POJ - 2386 Lake Counting （DFS）

Lake Counting

Time Limit: 1000MS		Memory Limit: 65536K
Total Submissions: 36172		Accepted: 17965

Description

Due to recent rains, water has pooled in various places in Farmer John's field, which is represented by a rectangle of N x M (1 <= N <= 100; 1 <= M <= 100) squares. Each square contains either water ('W') or dry land ('.'). Farmer John would like to figure
out how many ponds have formed in his field. A pond is a connected set of squares with water in them, where a square is considered adjacent to all eight of its neighbors. 

Given a diagram of Farmer John's field, determine how many ponds he has.
Input

* Line 1: Two space-separated integers: N and M 

* Lines 2..N+1: M characters per line representing one row of Farmer John's field. Each character is either 'W' or '.'. The characters do not have spaces between them.
Output

* Line 1: The number of ponds in Farmer John's field.
Sample Input

10 12
W........WW.
.WWW.....WWW
....WW...WW.
.........WW.
.........W..
..W......W..
.W.W.....WW.
W.W.W.....W.
.W.W......W.
..W.......W.

Sample Output

3

题意：n*m的院子里有水（W），水只要八方有水就算连着，求院子里的水洼数量。

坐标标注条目
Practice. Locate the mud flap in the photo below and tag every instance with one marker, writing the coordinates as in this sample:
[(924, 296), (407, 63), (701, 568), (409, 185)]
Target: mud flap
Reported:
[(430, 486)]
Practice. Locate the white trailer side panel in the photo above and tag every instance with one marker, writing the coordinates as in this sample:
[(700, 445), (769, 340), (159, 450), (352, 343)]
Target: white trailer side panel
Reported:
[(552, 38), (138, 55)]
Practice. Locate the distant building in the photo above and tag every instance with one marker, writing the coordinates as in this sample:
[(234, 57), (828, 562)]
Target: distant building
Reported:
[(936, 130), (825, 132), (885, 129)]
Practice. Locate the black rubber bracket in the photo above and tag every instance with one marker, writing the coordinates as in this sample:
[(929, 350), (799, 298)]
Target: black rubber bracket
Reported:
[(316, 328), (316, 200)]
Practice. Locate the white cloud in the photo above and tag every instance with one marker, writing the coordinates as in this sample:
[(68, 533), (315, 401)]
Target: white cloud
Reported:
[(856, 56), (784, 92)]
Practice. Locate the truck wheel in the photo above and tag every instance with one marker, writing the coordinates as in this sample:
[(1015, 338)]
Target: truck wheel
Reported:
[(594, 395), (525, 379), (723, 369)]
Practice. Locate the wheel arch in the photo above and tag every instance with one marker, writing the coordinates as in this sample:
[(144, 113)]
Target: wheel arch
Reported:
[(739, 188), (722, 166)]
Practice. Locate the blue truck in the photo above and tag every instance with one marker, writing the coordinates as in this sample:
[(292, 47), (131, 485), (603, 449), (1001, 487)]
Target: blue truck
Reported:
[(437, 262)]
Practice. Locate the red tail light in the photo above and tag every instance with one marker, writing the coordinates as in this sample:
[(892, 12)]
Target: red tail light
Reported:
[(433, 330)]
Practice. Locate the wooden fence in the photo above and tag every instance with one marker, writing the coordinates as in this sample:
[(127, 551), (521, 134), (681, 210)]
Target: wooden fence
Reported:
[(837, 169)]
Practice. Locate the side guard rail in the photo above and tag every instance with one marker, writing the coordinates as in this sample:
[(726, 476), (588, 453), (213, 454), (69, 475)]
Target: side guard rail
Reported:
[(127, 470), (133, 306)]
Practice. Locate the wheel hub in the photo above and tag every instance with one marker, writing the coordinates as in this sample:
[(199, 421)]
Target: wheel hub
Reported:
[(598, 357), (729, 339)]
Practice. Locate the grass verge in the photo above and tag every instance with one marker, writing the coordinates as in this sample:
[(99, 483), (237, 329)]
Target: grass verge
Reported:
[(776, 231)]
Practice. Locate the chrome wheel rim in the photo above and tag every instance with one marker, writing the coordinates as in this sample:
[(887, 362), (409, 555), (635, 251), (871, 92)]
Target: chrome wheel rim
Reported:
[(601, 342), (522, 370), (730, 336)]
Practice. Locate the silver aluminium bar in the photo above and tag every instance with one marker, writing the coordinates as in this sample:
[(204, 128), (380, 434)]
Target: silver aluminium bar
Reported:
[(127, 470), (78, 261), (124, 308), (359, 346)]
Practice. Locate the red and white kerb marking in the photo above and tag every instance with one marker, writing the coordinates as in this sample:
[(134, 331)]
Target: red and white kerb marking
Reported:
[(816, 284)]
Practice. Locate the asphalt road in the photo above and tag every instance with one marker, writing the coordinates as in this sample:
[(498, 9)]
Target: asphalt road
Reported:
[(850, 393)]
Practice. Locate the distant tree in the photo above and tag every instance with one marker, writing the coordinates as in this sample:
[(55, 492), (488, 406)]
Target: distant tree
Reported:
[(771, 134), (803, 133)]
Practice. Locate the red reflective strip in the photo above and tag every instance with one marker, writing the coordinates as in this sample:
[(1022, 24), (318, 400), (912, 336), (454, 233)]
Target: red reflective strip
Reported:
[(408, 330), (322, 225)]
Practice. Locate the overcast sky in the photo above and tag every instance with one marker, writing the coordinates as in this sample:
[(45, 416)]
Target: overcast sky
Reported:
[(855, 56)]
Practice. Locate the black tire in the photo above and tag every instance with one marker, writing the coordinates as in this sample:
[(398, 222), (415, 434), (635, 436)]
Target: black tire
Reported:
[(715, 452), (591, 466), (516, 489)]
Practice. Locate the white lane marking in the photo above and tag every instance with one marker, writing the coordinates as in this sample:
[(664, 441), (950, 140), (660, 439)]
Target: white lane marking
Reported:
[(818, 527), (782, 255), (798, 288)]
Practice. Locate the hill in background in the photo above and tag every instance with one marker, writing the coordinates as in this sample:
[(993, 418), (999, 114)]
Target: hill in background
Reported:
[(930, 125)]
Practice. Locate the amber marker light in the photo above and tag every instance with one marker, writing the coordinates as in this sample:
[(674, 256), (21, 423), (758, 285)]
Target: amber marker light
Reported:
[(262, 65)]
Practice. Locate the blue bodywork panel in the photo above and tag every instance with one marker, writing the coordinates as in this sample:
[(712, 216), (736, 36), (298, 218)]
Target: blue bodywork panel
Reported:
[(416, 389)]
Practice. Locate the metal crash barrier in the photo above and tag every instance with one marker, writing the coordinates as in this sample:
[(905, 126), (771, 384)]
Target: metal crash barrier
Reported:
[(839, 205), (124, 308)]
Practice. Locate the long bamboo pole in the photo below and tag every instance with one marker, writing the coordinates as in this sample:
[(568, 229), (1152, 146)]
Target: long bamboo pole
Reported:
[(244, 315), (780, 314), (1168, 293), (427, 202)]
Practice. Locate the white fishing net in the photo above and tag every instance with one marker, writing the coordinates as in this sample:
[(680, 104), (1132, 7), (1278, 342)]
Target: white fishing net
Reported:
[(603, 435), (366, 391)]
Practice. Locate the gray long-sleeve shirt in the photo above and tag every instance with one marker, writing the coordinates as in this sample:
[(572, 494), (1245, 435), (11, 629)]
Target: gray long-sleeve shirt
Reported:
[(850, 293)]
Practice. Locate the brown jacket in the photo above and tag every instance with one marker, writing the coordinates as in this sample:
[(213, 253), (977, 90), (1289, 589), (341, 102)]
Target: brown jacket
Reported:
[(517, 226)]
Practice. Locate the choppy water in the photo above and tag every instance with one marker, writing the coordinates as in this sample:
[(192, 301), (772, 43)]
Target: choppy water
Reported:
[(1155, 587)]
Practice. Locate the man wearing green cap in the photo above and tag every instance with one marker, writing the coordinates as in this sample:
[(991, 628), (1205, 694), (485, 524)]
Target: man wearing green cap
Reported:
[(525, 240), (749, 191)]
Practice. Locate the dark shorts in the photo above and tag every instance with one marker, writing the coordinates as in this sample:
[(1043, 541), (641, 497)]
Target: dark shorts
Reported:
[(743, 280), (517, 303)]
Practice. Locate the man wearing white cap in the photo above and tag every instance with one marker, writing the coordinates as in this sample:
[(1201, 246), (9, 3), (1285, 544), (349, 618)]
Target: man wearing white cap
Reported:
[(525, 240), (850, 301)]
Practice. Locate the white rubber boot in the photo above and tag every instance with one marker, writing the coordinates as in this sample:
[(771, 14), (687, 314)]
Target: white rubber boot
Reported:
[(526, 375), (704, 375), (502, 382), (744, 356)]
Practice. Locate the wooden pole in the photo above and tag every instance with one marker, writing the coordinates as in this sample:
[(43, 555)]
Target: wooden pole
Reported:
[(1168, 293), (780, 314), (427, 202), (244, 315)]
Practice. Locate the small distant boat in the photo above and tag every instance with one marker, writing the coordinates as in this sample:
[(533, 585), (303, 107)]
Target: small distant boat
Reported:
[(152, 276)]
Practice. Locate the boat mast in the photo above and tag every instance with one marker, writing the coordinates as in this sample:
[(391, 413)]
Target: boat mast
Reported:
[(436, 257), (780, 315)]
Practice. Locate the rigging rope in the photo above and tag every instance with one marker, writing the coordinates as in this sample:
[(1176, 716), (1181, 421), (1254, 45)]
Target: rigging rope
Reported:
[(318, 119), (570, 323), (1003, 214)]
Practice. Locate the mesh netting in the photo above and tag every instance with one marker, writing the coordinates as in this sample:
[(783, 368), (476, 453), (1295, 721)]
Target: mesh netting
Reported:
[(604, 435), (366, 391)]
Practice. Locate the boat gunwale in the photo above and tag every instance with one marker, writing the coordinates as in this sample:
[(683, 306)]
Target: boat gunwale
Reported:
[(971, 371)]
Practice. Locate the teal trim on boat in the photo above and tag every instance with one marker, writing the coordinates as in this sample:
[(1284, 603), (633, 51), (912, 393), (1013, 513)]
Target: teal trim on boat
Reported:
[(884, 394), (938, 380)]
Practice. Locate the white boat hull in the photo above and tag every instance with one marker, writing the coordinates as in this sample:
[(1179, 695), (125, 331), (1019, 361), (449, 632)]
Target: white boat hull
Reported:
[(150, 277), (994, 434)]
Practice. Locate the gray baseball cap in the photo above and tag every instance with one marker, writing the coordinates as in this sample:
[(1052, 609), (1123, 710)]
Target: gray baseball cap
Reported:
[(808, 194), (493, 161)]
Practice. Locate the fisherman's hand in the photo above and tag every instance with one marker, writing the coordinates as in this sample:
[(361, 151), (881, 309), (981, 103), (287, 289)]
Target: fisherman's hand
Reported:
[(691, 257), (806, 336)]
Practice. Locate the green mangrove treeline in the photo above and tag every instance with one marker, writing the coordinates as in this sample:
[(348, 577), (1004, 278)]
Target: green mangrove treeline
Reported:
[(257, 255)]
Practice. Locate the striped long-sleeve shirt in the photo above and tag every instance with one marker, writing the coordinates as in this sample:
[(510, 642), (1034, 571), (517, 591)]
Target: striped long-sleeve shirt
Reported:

#### 问题:
逐字照抄湖泊计数题目中从“Description”起、到“ponds he has.”为止（含这一处）的文字。

#### 练习结果:
Description

Due to recent rains, water has pooled in various places in Farmer John's field, which is represented by a rectangle of N x M (1 <= N <= 100; 1 <= M <= 100) squares. Each square contains either water ('W') or dry land ('.'). Farmer John would like to figure
out how many ponds have formed in his field. A pond is a connected set of squares with water in them, where a square is considered adjacent to all eight of its neighbors. 

Given a diagram of Farmer John's field, determine how many ponds he has.